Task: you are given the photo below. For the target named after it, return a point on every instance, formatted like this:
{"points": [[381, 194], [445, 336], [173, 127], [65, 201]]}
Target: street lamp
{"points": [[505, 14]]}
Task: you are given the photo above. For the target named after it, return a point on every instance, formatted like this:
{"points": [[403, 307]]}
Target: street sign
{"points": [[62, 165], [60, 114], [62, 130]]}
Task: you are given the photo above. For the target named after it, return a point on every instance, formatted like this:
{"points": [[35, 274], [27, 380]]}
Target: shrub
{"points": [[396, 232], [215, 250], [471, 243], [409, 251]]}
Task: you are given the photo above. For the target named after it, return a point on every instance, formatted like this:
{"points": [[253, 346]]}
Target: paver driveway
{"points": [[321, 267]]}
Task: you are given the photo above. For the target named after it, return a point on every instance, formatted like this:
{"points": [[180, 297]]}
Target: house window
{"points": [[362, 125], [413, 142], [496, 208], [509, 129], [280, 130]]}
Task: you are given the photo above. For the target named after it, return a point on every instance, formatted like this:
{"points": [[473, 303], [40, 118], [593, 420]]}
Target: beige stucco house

= EXERCISE AIM =
Could the data above be returned exactly as it stands?

= SOLUTION TO THIS EXERCISE =
Task: you are given the photo below. For the target named after it, return a point on every instance, formatted like this:
{"points": [[381, 194], [445, 336], [173, 127], [65, 201]]}
Target: street lamp
{"points": [[505, 14]]}
Task: you are given the photo above. For the target named after it, return a point on every instance, formatted like this:
{"points": [[403, 307]]}
Target: street sign
{"points": [[62, 165], [60, 114], [62, 130]]}
Task: you are given the photo above. For the target named after it, return a point on every instance, formatted like this:
{"points": [[35, 274], [27, 380]]}
Target: shrub
{"points": [[396, 232], [215, 250], [471, 243], [409, 251]]}
Task: you are given the photo above. For the target named after it, return a point on every instance, formatted like this:
{"points": [[253, 346]]}
Target: paver driveway
{"points": [[321, 267]]}
Task: you are given the photo above. For the target named after it, return a point on every instance, formatted like this:
{"points": [[180, 297]]}
Target: house window
{"points": [[362, 125], [413, 142], [496, 208], [509, 129], [280, 130]]}
Task: you are given the photo above. For the target named after it, return a point on every instance, formatted like this:
{"points": [[473, 303], [40, 118], [593, 420]]}
Target: beige stucco house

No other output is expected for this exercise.